Ok, will use uint here.

> > Perhaps we really need to add the missing __divdi3 and __aeabi_ldivmod and the
> > ones for the other architectures, or get one from lib/math/div64.c.
> 
> No, these ones come from the compiler via libgcc_s, we must not try to
> reimplement them. And we should do our best to avoid depending on them
> to avoid the error you got above.
> 
> > Will add such new test cases to detect the above issues:
> > 
> >     CASE_TEST(gettimeofday_tv);   EXPECT_SYSZR(1, gettimeofday(&tv, NULL)); break;
> >     CASE_TEST(gettimeofday_tz);   EXPECT_SYSZR(1, gettimeofday(NULL, &tz)); break;
> >     CASE_TEST(gettimeofday_tv_tz);EXPECT_SYSZR(1, gettimeofday(&tv, &tz)); break;
> > 
> > May still require to add 'used' attribute to 'struct timeval tv' and 'struct
> > timeval tz' to let compiler not optimize them away.
> 
> Maybe, or turn them to volatile as well.
>

Yeah, volatile is better.

> > For the waitid syscall based waitpid INT_MIN test case, I have prepared such
> > code:
> > 
> >     #define IF_TEST(name) \
> >     	if (strcmp(test, #name) == 0)
> > 
> >     const int _errorno(const char *test)
> >     {
> >     #ifdef __NR_wait4
> >     	IF_TEST(waitpid_min); return ESRCH;
> >     #else /* __NR_waitid */
> >     	IF_TEST(waitpid_min); return EINVAL;
> >     #endif
> >     	return 0;
> >     }
> > 
> >     #define errorno(test) _errorno(#test)

Dataset extract |
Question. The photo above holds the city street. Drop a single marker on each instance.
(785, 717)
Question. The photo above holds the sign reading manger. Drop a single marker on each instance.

Instructions to follow |
Copy out, word for word and with every mark and indentation kept, the whole reply above about the gettimeofday and waitpid test cases.

Output of the exercise |
Ok, will use uint here.

> > Perhaps we really need to add the missing __divdi3 and __aeabi_ldivmod and the
> > ones for the other architectures, or get one from lib/math/div64.c.
> 
> No, these ones come from the compiler via libgcc_s, we must not try to
> reimplement them. And we should do our best to avoid depending on them
> to avoid the error you got above.
> 
> > Will add such new test cases to detect the above issues:
> > 
> >     CASE_TEST(gettimeofday_tv);   EXPECT_SYSZR(1, gettimeofday(&tv, NULL)); break;
> >     CASE_TEST(gettimeofday_tz);   EXPECT_SYSZR(1, gettimeofday(NULL, &tz)); break;
> >     CASE_TEST(gettimeofday_tv_tz);EXPECT_SYSZR(1, gettimeofday(&tv, &tz)); break;
> > 
> > May still require to add 'used' attribute to 'struct timeval tv' and 'struct
> > timeval tz' to let compiler not optimize them away.
> 
> Maybe, or turn them to volatile as well.
>

Yeah, volatile is better.

> > For the waitid syscall based waitpid INT_MIN test case, I have prepared such
> > code:
> > 
> >     #define IF_TEST(name) \
> >     	if (strcmp(test, #name) == 0)
> > 
> >     const int _errorno(const char *test)
> >     {
> >     #ifdef __NR_wait4
> >     	IF_TEST(waitpid_min); return ESRCH;
> >     #else /* __NR_waitid */
> >     	IF_TEST(waitpid_min); return EINVAL;
> >     #endif
> >     	return 0;
> >     }
> > 
> >     #define errorno(test) _errorno(#test)